:: SOURCE MATERIAL ::
▬▬▬
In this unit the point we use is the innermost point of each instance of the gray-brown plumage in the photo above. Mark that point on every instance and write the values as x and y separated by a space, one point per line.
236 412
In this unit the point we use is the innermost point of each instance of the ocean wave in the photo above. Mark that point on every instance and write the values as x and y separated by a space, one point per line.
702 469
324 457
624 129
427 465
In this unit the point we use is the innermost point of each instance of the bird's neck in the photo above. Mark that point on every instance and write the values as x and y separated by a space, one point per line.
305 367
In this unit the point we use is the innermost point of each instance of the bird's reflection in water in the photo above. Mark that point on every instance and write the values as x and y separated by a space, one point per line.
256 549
▬▬▬
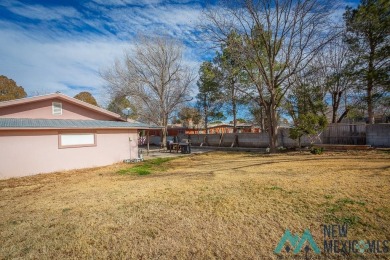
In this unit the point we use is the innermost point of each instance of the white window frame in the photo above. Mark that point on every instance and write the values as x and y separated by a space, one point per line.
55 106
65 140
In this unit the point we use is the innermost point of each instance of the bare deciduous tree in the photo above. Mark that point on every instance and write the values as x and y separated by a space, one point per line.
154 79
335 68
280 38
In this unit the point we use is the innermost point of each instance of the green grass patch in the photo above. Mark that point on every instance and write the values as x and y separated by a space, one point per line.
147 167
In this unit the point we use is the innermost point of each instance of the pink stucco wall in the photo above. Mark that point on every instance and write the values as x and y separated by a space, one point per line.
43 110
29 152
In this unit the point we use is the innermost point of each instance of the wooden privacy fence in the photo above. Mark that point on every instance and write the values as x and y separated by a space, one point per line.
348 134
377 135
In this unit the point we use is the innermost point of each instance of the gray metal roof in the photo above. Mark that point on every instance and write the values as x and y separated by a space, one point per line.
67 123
▬▬▬
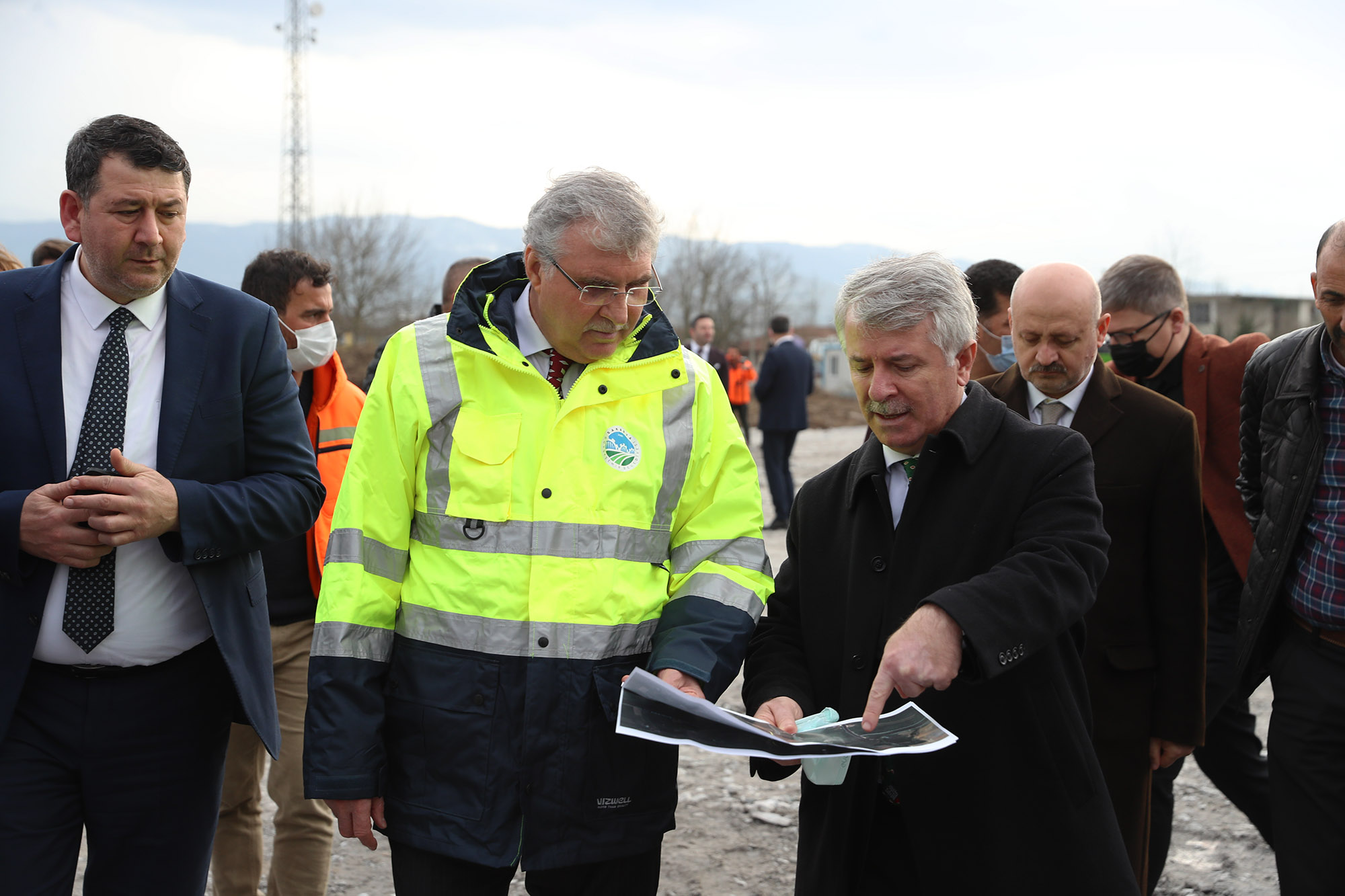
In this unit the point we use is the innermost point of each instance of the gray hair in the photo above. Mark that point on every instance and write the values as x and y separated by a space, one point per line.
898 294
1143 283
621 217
▬▬▬
:: REQUEST ::
How many lines in the entries above contain the string "gray"? Reply with the number alone.

:: RESPONSE TO THIS EXERCISE ::
3